If you think about it, the radio ecosystem, AM/FM radios, have not seen any real changes in decades. Oh, there was the introduction of HD Radio – introduced around the same time as Apple introduced the iPod (R.I.P. 2001-2014), but listeners never really understood the need for it. HD Radio was embraced by commercial broadcasters when they learned they could feed analog FM translators from HD Radio signals and have more FM radio stations in a single marketplace. This was hardly listener focused and actually chained the radio ecosystem to old analog technology.

What IS Radio?

In the beginning, radio was a way to wirelessly communicate with other people using Morse Code on spark gap transmissions. Guglielmo Marconi built a radio empire on this technology.

David Sarnoff, a skilled Morse Code operator and a Marconi employee envisioned a “radio music box” and wrote a memo about developing a commercially marketed radio receiver for use in the home. It wasn’t until after World War I, when Sarnoff proposed the concept again, this time in his new position as general manager of the Radio Corporation of America (RCA), that it would see the light of day.

Sarnoff would demonstrate the power of radio by broadcasting a boxing match between Jack Dempsey and Georges Carpentier. In just three years, RCA sold over $80 million worth of AM radios, and not soon after created the National Broadcasting Company (NBC).

Federal Radio Commission

America’s first attempt at regulating radio transmission was the Radio Act of 1912, that was enacted after the sinking of the Titanic. This law didn’t mention or envision radio broadcasting.

PROVIDED MATERIAL:
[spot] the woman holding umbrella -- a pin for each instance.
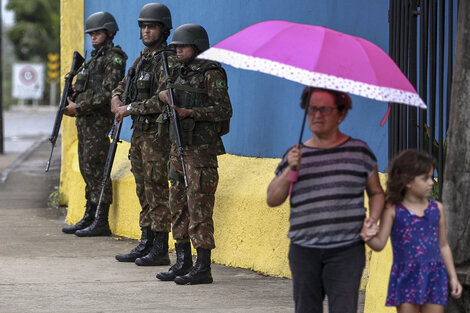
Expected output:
(326, 254)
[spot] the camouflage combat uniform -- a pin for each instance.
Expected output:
(93, 86)
(149, 152)
(202, 87)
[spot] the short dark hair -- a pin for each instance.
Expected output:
(342, 100)
(404, 168)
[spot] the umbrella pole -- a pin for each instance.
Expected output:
(294, 173)
(306, 104)
(303, 126)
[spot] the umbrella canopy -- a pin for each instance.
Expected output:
(319, 57)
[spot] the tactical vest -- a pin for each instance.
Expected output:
(146, 87)
(191, 92)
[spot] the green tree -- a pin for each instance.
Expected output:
(36, 32)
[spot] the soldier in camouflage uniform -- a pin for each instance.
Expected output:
(204, 109)
(90, 104)
(149, 152)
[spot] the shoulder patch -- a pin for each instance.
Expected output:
(221, 83)
(117, 60)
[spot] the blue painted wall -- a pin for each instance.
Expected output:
(267, 118)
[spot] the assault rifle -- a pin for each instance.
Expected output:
(174, 116)
(76, 65)
(115, 133)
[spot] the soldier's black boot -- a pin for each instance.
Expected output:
(99, 227)
(158, 254)
(86, 220)
(201, 272)
(145, 244)
(183, 264)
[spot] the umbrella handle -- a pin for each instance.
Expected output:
(293, 176)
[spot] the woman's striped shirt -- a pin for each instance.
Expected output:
(327, 201)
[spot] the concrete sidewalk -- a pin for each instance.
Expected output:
(45, 270)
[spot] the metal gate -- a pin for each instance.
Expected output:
(422, 44)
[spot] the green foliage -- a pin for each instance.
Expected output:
(37, 28)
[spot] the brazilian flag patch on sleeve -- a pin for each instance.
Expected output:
(221, 83)
(117, 60)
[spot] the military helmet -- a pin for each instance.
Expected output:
(191, 34)
(155, 12)
(101, 20)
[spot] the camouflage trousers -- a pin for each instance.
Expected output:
(192, 207)
(93, 146)
(149, 160)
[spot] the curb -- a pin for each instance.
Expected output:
(23, 156)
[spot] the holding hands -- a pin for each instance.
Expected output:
(369, 229)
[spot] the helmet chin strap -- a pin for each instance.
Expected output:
(153, 42)
(191, 58)
(104, 43)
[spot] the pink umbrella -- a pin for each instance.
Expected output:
(317, 56)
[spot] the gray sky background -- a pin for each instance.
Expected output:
(7, 16)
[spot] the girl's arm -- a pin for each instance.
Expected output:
(454, 284)
(378, 242)
(376, 195)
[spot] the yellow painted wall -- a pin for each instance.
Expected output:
(248, 233)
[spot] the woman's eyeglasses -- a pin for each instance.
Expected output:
(323, 110)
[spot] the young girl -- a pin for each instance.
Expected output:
(423, 266)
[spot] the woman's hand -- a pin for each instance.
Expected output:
(293, 158)
(369, 229)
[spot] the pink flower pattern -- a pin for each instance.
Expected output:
(418, 272)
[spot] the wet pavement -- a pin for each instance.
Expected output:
(45, 270)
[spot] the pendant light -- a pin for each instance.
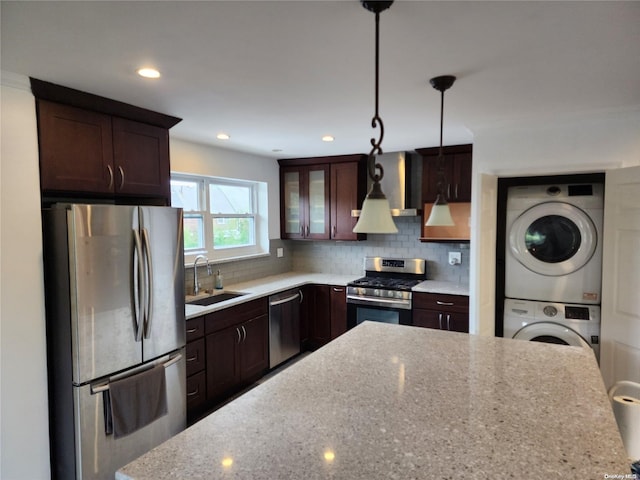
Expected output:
(440, 212)
(375, 216)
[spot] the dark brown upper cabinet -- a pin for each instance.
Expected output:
(91, 146)
(318, 194)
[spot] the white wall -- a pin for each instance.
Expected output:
(593, 143)
(189, 157)
(24, 435)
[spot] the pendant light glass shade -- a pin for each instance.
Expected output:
(440, 214)
(375, 216)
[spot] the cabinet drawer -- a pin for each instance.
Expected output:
(195, 356)
(195, 328)
(196, 390)
(441, 302)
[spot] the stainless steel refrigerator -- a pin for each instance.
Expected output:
(114, 284)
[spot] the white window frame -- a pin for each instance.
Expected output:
(260, 235)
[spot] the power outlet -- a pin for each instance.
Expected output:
(455, 258)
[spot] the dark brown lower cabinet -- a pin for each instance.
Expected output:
(338, 310)
(324, 314)
(226, 350)
(196, 363)
(237, 348)
(440, 311)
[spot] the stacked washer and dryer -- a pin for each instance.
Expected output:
(553, 264)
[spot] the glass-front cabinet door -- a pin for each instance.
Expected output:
(292, 220)
(304, 202)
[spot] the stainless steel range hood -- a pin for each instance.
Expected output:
(401, 183)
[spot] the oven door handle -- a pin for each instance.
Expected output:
(393, 302)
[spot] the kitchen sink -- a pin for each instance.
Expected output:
(215, 298)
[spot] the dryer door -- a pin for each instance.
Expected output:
(553, 238)
(548, 332)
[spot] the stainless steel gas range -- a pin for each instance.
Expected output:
(384, 293)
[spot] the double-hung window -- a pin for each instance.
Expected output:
(221, 217)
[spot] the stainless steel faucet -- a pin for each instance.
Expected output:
(196, 287)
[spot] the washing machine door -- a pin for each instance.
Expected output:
(553, 238)
(548, 332)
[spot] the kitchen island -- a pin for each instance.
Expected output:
(399, 402)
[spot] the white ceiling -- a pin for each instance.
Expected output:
(277, 75)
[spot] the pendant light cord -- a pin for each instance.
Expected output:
(376, 121)
(440, 186)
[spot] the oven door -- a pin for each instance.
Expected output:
(358, 313)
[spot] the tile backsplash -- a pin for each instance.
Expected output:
(347, 257)
(342, 258)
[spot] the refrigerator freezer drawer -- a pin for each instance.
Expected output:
(98, 455)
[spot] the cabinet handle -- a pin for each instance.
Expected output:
(121, 177)
(110, 170)
(191, 394)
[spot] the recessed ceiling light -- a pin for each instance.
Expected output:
(149, 73)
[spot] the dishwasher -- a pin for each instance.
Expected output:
(284, 326)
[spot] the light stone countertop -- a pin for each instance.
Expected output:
(398, 402)
(278, 283)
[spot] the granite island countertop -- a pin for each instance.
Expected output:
(398, 402)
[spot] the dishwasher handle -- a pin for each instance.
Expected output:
(273, 303)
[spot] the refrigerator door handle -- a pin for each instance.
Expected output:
(105, 386)
(148, 284)
(138, 285)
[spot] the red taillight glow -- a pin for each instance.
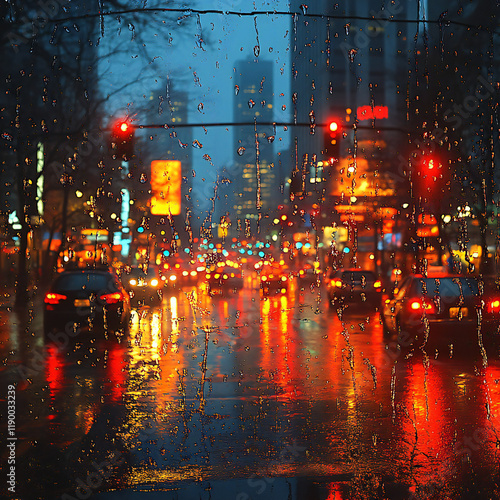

REQUIREMENTS:
a – In the radio history text, what event did Sarnoff broadcast to demonstrate the power of radio?
b – Please resume the radio history text, picking up right after its final sentence about the Radio Act of 1912.

OUTPUTS BY TASK:
a – A boxing match between Jack Dempsey and Georges Carpentier.

b –
As radio broadcasting began to grow in the 1920s, then Secretary of Commerce Herbert Hoover would begin the process of trying to regulate the limited spectrum that everyone now wanted a piece of.

The Radio Act of 1927 was America’s first real attempt at regulating radio broadcasting. The Federal Radio Commission (FRC) was then formed by this act.

It should be noted that the FRC operated under the philosophy that fewer radio stations, that were well funded and provided live original programs, were better for America than a plethora of radio stations providing mediocre programming. It was an idea that the major radio receiver companies championed.

Federal Communications Commission

In 1934, the Congress took another attempt at regulating broadcasting (radio & TV) as well as all the other forms of communication that now existed. The Communications Act of 1934 created a new regulatory body called the Federal Communications Commission (FCC). By 1934, radio broadcasting had evolved into a highly profitable business. Broadcast educator, Fritz Messere, writes: “Many of the most powerful broadcasting stations, designated as ‘clear channels’ were licensed to the large broadcasting or radio manufacturing companies, and the Federal Radio Commission’s adoption of a rigid allotment scheme, under General Order 40, solidified the interests of the large Broadcasters.”

The biggest and most well-funded broadcasters have been favored since the very beginning. What kept things in check until 1996 was the limit on the number of AM, FM and TV stations a single company could own.

Telcom Act of 1996

Those limits would evaporate with President Clinton’s signing of the Telcom Act of 1996. Radio, as America had known it, would be over.

Now, for the most part, a single owner could own as many radio stations as their pocketbook could afford. Lowry Mays and Red McCombs, founders of Clear Channel Communications, would grow their portfolio of radio stations to over 1200 from the 43 radio stations they owned before the act was signed.

In 2003, Mays testified before the United States Senate that the deregulation of the telecommunications industry had not hurt the public. However, in an interview that same year with Fortune Magazine, he remarked, “We’re not in the business of providing news and information. We’re not in the business of providing well-researched music. We’re simply in the business of selling our customers products.” (Mckibben, Bill (2007). Deep Economy. San Francisco: Ignatius Press. p. 132.)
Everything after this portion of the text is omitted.